**Input records**
★ ★ ★ ★
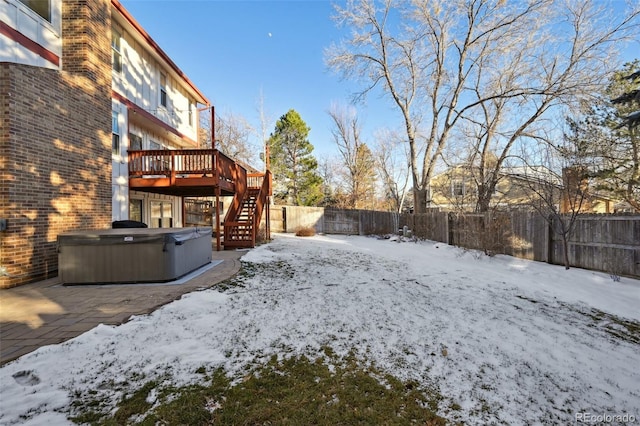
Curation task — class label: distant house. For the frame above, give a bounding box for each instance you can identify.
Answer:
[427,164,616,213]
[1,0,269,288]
★ ★ ★ ★
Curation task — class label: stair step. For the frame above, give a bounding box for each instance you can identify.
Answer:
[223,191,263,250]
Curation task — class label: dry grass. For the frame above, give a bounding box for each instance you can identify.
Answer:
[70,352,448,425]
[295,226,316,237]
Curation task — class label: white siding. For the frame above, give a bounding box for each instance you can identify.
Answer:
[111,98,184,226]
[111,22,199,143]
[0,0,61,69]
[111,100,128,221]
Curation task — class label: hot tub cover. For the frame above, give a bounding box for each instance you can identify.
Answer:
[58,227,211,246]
★ ★ ★ ★
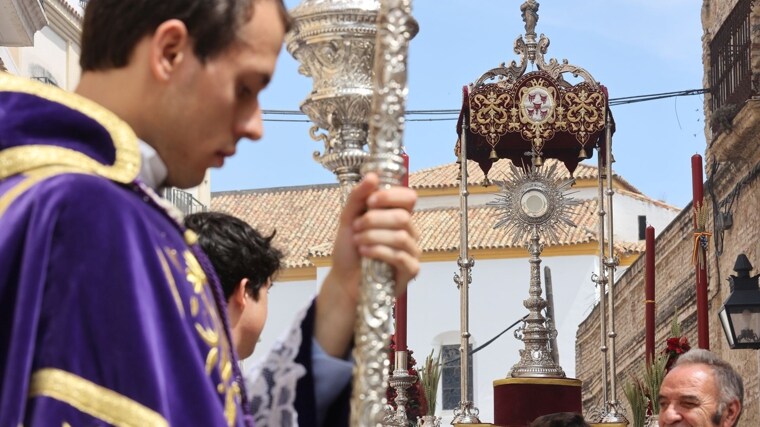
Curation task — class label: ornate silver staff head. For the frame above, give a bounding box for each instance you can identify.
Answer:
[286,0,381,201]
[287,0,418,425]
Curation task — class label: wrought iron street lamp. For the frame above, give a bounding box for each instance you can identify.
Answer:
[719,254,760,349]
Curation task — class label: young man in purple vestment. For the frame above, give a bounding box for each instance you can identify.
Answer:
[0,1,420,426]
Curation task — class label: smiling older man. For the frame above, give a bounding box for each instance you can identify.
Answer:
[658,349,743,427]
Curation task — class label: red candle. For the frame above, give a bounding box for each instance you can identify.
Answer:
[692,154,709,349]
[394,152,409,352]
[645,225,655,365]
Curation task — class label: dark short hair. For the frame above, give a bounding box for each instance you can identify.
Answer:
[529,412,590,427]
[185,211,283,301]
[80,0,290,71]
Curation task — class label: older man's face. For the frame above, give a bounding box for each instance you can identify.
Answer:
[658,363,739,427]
★ ★ ★ ★
**Try it**
The response should be the listing above, limited to the lines between the one holding "Curation task — class label: stair" and the one holding "Curation task — class label: hot", inclusive, reproduced exactly.

**Written response**
Curation task — class label: stair step. For the frame above, give a bounding box for each instance you can identify.
Answer:
[223,191,263,250]
Curation task — class label: dry grass. For the frame above, give a bounding box for each instance you can identify.
Answer:
[70,352,448,425]
[295,226,316,237]
Curation task — class label: white siding. For the frame above, give a bounding box for each instance you can identify.
Answer:
[111,98,184,226]
[111,22,199,143]
[0,0,61,69]
[111,100,128,221]
Curation task — class label: hot tub cover. For the frame above, give a bounding box for each instance you can identify.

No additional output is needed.